- PAGE EXCERPT:
++++++
Electric cars are all the rage.  But overall they are still selling in small numbers except in the case of Lexus (plus mother corporation Toyota) and their hybrid range. 

Lexus, from Japan, enjoyed record UK sales in 2019 – 15,126 vehicles, 70% of which were hybrid SUVs, the highest ever sales tally for the luxury hybrid leader – with a 58% sales increase in these semi off-the-road vehicles over the previous year.  The description ‘utility’ actually fits except that Lexus is very much into the luxury end of the market.  It certainly is not a utility vehicle with the generally accepted meaning of the word.

BTN editor in chief Malcolm Ginsberg is an electric car fan but a flat dweller.  For him the current hybrids are the perfect solution, no charging requirement, emission friendly and literally ‘less taxing’.  In Harrow, London, if you register your car, street parking charges are cancelled.  But you still need to obey the local time zones.

Lexus introduced its first hybrid in 2005 a sensational integration of a regular petrol engine and a long-life battery.  The test car, the new UX SUV represents the fourth generation of the self-charging power train and also launches what is termed the Lexus Global Architecture – Compact (GA-C) platform.  Most of the numerous innovations are unseen but add up to a safer, lighter and more efficient vehicle.  Typically, the Pre-Collision System (PCS) uses camera-based detection to recognize pedestrians in low light, and its radar capability enables detection of cyclists during the day.  Sad to say the pedal pushing fraternity as a breed seem to stick to their own rules and the quicker they are licensed the better with compulsory insurance introduced.

The Japanese company, with its huge Toyota production unit just outside Derby, have high hopes for the UX, its bigger brother, the NX, Lexus biggest selling car in the UK.

If you have never driven a hybrid car go and visit a local dealer.  You will find it different from anything experienced previously.  At low speeds it is fully electric and in a traffic crawl you can see the fuel consumption actually improving.  It is called “EV mode” and as an experienced hybrid driver I never had any problems with the battery running out of charge.  Once on the move, proper, you are into the eco, and then power mode.  The CVT style gearbox is very smooth giving effortless acceleration, feeling quicker than it really is.  Downhill with the UX, up to 70mph no fuel at all is used, and you may well be topping up the battery.

The 2ltr UX is nicely put together, a front wheel drive five-seat mini SUV, with a speedy 0-60mph in 8.5sec and an easy 45mpg.  Whilst it sits slightly higher off the road and affords better visibility than a traditional saloon it is not a car for muddy fields and the like. For that you need the E-Four electric all-wheel drive version. 

Heated seats with manual six-way adjustment and a lever on the steering column in enable the setting of its height and the correct sight line for the various dials and information viewing.  Everything comes to hand with ease.
++++++
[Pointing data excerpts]

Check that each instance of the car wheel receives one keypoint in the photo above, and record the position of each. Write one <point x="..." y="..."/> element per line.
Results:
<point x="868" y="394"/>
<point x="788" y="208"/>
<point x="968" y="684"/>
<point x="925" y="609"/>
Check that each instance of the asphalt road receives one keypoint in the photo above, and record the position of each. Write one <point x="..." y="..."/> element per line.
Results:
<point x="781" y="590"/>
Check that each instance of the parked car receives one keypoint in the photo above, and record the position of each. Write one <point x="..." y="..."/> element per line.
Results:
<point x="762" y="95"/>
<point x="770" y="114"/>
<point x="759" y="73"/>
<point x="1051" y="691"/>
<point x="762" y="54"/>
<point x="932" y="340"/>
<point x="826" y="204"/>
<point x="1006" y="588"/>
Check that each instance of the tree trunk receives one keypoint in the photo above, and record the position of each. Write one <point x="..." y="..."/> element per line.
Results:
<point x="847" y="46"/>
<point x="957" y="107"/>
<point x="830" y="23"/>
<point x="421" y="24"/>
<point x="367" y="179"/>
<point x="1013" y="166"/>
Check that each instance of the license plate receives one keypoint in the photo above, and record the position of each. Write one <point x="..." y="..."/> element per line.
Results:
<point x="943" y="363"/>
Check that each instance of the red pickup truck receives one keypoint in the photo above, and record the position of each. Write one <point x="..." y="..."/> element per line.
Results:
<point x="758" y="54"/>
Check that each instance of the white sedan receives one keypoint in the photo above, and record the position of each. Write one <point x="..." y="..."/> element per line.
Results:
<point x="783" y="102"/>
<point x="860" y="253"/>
++++++
- REQUEST 1:
Answer these about the Lexus UX review:
(a) How many vehicles did Lexus sell in the UK in 2019?
(b) In what year did Lexus introduce its first hybrid?
(c) What is the 2ltr UX's 0-60mph time?
- REQUEST 2:
Print the part of the Lexus UX review starting at "The Japanese company, with" and ending at "up the battery.".
Work only from the Lexus UX review, not the entries.

- WORKED ANSWER 1:
(a) 15,126
(b) 2005
(c) 8.5sec

- WORKED ANSWER 2:
The Japanese company, with its huge Toyota production unit just outside Derby, have high hopes for the UX, its bigger brother, the NX, Lexus biggest selling car in the UK.

If you have never driven a hybrid car go and visit a local dealer.  You will find it different from anything experienced previously.  At low speeds it is fully electric and in a traffic crawl you can see the fuel consumption actually improving.  It is called “EV mode” and as an experienced hybrid driver I never had any problems with the battery running out of charge.  Once on the move, proper, you are into the eco, and then power mode.  The CVT style gearbox is very smooth giving effortless acceleration, feeling quicker than it really is.  Downhill with the UX, up to 70mph no fuel at all is used, and you may well be topping up the battery.